-- Task to complete --
Convert the listing below into a Markdown table with two columns, No. and Text. Put each line's number in No. and the line itself in Text, and omit blank lines.

-- Source records --
══════
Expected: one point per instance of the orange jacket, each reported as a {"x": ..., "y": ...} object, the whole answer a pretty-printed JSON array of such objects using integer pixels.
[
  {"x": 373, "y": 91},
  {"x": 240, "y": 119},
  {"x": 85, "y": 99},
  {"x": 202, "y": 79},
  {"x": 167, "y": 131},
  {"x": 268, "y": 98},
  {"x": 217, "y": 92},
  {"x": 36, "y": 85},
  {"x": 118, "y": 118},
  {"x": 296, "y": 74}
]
══════
-- Task output --
| No. | Text |
|---|---|
| 1 | Expected: one point per instance of the orange jacket, each reported as a {"x": ..., "y": ...} object, the whole answer a pretty-printed JSON array of such objects using integer pixels. |
| 2 | [ |
| 3 |   {"x": 373, "y": 91}, |
| 4 |   {"x": 240, "y": 119}, |
| 5 |   {"x": 85, "y": 99}, |
| 6 |   {"x": 202, "y": 79}, |
| 7 |   {"x": 167, "y": 131}, |
| 8 |   {"x": 268, "y": 98}, |
| 9 |   {"x": 217, "y": 92}, |
| 10 |   {"x": 36, "y": 85}, |
| 11 |   {"x": 118, "y": 118}, |
| 12 |   {"x": 296, "y": 74} |
| 13 | ] |